The task -
Print each entry word for word.

---+---

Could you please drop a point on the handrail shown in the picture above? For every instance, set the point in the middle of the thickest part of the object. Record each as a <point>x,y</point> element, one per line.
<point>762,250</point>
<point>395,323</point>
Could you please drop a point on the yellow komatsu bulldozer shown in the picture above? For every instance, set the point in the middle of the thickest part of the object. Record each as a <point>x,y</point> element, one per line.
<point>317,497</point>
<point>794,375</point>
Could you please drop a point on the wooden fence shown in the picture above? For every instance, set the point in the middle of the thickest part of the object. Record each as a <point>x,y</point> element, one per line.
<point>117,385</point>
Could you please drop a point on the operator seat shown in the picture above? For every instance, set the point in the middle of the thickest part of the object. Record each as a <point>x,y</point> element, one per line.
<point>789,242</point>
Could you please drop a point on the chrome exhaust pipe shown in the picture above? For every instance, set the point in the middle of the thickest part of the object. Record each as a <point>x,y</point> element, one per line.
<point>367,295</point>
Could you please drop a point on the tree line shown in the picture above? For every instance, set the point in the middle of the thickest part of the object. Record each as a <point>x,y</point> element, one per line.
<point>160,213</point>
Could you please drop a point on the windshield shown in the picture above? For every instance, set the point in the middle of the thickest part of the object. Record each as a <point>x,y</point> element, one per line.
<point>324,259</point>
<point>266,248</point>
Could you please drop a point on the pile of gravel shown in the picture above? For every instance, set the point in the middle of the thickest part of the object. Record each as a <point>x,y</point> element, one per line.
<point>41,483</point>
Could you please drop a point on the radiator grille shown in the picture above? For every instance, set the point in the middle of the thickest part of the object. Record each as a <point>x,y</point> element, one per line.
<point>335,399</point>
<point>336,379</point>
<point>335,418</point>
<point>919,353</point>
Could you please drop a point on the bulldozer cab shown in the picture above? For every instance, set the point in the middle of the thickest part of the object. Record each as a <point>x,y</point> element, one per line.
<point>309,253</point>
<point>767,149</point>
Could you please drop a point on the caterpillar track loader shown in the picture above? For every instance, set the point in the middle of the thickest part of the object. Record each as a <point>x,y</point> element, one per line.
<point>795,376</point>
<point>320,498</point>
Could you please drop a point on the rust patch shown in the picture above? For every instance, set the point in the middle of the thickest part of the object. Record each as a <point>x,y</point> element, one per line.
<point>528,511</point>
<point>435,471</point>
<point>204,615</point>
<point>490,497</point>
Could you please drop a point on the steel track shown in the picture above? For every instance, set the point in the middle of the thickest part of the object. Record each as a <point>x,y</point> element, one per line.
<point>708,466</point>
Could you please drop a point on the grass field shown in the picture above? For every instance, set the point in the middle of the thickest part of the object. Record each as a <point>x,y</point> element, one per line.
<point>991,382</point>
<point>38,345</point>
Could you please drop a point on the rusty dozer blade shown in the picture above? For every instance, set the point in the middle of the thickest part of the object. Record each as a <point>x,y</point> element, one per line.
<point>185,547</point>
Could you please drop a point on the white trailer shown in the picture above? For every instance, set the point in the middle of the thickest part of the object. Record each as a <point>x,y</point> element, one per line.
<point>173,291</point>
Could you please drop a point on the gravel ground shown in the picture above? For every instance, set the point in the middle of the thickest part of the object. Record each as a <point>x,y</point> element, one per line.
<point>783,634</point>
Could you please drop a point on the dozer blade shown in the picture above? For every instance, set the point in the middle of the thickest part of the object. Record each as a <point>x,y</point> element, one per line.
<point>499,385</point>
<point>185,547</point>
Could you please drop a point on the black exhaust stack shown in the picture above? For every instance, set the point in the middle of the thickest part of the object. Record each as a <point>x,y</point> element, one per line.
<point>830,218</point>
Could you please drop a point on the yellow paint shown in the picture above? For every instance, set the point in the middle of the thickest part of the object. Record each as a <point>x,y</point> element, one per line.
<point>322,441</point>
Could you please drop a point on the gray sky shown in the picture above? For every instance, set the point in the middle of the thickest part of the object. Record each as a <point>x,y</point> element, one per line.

---+---

Exercise solution -
Could you please drop a point on the handrail shown in the picture above? For every instance, set the point in the middle of the thickest part of the object. Record each as a <point>x,y</point> element, one per line.
<point>762,250</point>
<point>395,323</point>
Could you please drop a point on the yellow komatsu bulldozer shown in the picture above? For every instance, set the point in the middle of the thickest part of the object. Record each as a <point>x,y</point> element, one per line.
<point>317,497</point>
<point>794,375</point>
Could you please drop a point on the wooden fence shown in the picture above? For every instance, set the point in the middle of the thickest part of the object. Record each as a <point>x,y</point> element, one per line.
<point>117,385</point>
Could you please drop a point on the operator seat shown in the picture above? For every instance, set the point in the middle of the thickest part of the object. Record each as a <point>x,y</point> element, one per line.
<point>789,242</point>
Could you please drop a point on the chrome exhaust pipe shown in the picture above? For every instance, set the point in the middle of the thickest part of the object. Record each as a <point>x,y</point> element, one per line.
<point>367,295</point>
Could you please drop a point on the tree line shown in the picture above? For every instance, set the point in the middle of the thickest part of the object. Record each as a <point>x,y</point> element, one per line.
<point>160,213</point>
Could you please drop a point on the windshield shown in the picture above? For every instance, set the point in the middle of the thickest part of the object. Record each as a <point>x,y</point> element, one per line.
<point>324,259</point>
<point>266,248</point>
Could you please drop a point on the pile of gravel shown in the picture above? For every instance, set the point in the middle of the thickest part of the object. Record each as a <point>x,y</point> element, one per line.
<point>41,483</point>
Could you please drop a point on the radiator grille shown in the picture above? For every instance, set the point in the middle of the thickest part of the object. Record each as a <point>x,y</point> element, one per line.
<point>335,399</point>
<point>336,379</point>
<point>335,418</point>
<point>919,353</point>
Could you please drop a point on the bulldozer cab shown in the picture above? For every instance, set the point in the middle of the thickest part of the object. Record each as a <point>x,y</point> element, one per line.
<point>309,253</point>
<point>767,149</point>
Could you please drop a point on the caterpillar track loader shown in the picture above? For every instance, set the point in the middle of the thickest part of the object. Record each as a <point>x,y</point> element, one per line.
<point>795,376</point>
<point>320,498</point>
Could you please drop a point on the rust patch shown in the picture above? For every instance, set the point in the middle of the thickest part of the object. Record each as a <point>x,y</point> element, one per line.
<point>528,511</point>
<point>435,471</point>
<point>204,615</point>
<point>490,497</point>
Could you please drop a point on the steel track shown in the picture above? For every instance, set the point in the middle of the thickest part of the object. Record each as a <point>x,y</point> element, one per line.
<point>708,466</point>
Could you please drop a point on the grass field shown in the picture above? For every instance, set the point in the middle of the thickest part of the object. Record each as a <point>x,y</point> element, one per line.
<point>991,382</point>
<point>38,345</point>
Could you please drop a point on the rusty dozer blade shown in the picture above? For every instance, set the point in the middle of the thickest part of the object. Record each as a <point>x,y</point> element, one per line.
<point>185,547</point>
Could you please drop a point on the white trailer shown in the picture above? For every instance, set the point in the middle of the thickest part of the object. Record each as a <point>x,y</point> element, one per line.
<point>173,291</point>
Could you please drop a point on the gravel ground shown in the picture above? For every instance, set the point in the middle of the thickest part of the object. Record each as a <point>x,y</point> element, one per line.
<point>783,634</point>
Could you please drop a point on the dozer blade shown in the picture above? For every instance, set the point in the middle of the thickest part of the object. Record each as a <point>x,y</point> element, one per line.
<point>499,385</point>
<point>185,547</point>
Could you please drop a point on the black exhaust stack shown in the picture above? For every instance, set the point in the middle of the thickest part of the object. Record each as a <point>x,y</point> element, one per line.
<point>830,218</point>
Could you please drop a point on the yellow paint shown in the picture above? For every instance, set the point in the middle of the thickest part of the object. Record each as a <point>x,y</point> element, one per line.
<point>322,441</point>
Could you please drop a point on the gray sky shown in the picture above? For every instance, set the point in the middle of the thickest part of the object. Record each as a <point>x,y</point> element, one per line.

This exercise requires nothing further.